(Supplied entries)
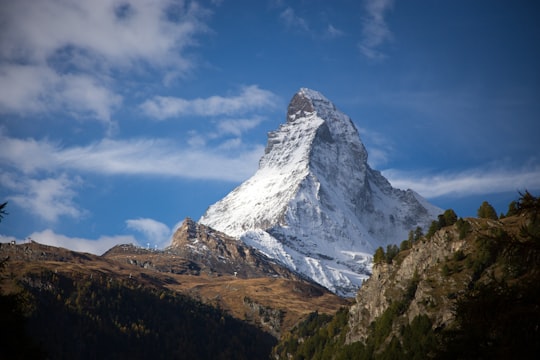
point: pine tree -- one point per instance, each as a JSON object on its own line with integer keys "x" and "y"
{"x": 379, "y": 255}
{"x": 486, "y": 211}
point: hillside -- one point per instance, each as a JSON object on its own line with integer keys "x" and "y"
{"x": 315, "y": 205}
{"x": 138, "y": 303}
{"x": 468, "y": 290}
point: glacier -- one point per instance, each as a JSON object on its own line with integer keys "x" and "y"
(End Supplied entries)
» Work request: The job is to copy all the records precisely while omitting any picture.

» Task result:
point: pine tree -- one point per instance, each as a JSON object on its own line with integer keys "x" and "y"
{"x": 379, "y": 255}
{"x": 486, "y": 211}
point: hillside -- one point per instance, each as a JSON object on its own line with integer keys "x" and "y"
{"x": 315, "y": 205}
{"x": 138, "y": 303}
{"x": 468, "y": 290}
point: glacier -- one point per instance, each as a JSON object on its own line with integer keys "x" and "y"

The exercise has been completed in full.